[WHAT THIS TASK INVOLVES] Print the whole listing again, exactly as it stands.

[RECORDED INFORMATION]

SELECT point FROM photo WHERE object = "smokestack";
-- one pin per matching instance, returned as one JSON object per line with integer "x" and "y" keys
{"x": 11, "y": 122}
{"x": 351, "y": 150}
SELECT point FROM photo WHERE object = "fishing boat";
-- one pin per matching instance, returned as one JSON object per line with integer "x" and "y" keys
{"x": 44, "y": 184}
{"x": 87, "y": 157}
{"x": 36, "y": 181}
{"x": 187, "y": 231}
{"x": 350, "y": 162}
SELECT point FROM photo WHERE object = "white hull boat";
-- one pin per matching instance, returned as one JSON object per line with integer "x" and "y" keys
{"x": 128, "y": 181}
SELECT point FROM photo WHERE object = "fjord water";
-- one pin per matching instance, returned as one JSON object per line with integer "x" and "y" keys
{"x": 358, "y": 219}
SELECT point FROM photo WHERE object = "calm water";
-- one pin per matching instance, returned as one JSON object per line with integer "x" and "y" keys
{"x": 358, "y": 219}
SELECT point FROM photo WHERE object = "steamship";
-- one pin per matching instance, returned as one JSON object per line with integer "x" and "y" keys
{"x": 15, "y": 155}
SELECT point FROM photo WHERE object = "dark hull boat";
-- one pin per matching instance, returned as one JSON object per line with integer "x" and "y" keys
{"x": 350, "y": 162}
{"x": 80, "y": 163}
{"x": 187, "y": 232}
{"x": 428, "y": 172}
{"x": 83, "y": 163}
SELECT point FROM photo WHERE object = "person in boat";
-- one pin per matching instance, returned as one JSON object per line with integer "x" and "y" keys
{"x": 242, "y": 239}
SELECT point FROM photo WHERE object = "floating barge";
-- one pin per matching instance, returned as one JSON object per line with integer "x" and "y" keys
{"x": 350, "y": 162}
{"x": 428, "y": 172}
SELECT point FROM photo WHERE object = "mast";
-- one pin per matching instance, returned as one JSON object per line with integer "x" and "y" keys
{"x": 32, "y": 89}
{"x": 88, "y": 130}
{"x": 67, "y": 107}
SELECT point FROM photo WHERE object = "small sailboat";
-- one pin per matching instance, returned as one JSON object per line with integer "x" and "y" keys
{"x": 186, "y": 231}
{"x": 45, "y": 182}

[SOLUTION FOR THIS EXERCISE]
SELECT point FROM photo WHERE object = "smokestack";
-- one pin per matching instance, returned as one JSON object per line with integer "x" and "y" keys
{"x": 11, "y": 122}
{"x": 351, "y": 150}
SELECT point FROM photo WHERE object = "fishing boat";
-- one pin per matching instance, returned as one JSON object per line with integer "x" and "y" keys
{"x": 44, "y": 184}
{"x": 87, "y": 157}
{"x": 36, "y": 181}
{"x": 187, "y": 231}
{"x": 350, "y": 162}
SELECT point FROM photo WHERE object = "white hull boat";
-- one pin per matching instance, returned as one JSON object per line with integer "x" and "y" keys
{"x": 128, "y": 181}
SELECT point FROM photo WHERE object = "fjord water";
-- one pin per matching instance, returned as one JSON object per line with integer "x" and "y" keys
{"x": 358, "y": 219}
SELECT point FROM photo WHERE object = "calm water";
-- one pin per matching instance, returned as one JSON object per line with integer "x" and "y" keys
{"x": 358, "y": 219}
SELECT point FROM photo WHERE object = "steamship";
-- one pin per matching instance, returned as one JSON object per line with integer "x" and "y" keys
{"x": 15, "y": 155}
SELECT point FROM photo WHERE object = "dark hull boat";
-- one pin per matching instance, returned as one JSON object per line with integer "x" and "y" keys
{"x": 350, "y": 162}
{"x": 80, "y": 163}
{"x": 187, "y": 232}
{"x": 428, "y": 172}
{"x": 83, "y": 163}
SELECT point FROM photo WHERE object = "person in boat";
-- one pin per matching instance, returned as one JSON object per line with integer "x" and "y" keys
{"x": 242, "y": 239}
SELECT point FROM photo WHERE object = "floating barge";
-- one pin per matching instance, returned as one JSON object per line with integer "x" and "y" keys
{"x": 350, "y": 162}
{"x": 428, "y": 172}
SELECT point FROM photo WHERE object = "mast";
-- one pin per matching instance, returned as one JSON object per line with integer "x" and "y" keys
{"x": 32, "y": 89}
{"x": 88, "y": 130}
{"x": 67, "y": 107}
SELECT point FROM photo WHERE object = "small sailboat";
-- one pin per matching instance, returned as one JSON object per line with integer "x" and "y" keys
{"x": 186, "y": 231}
{"x": 45, "y": 182}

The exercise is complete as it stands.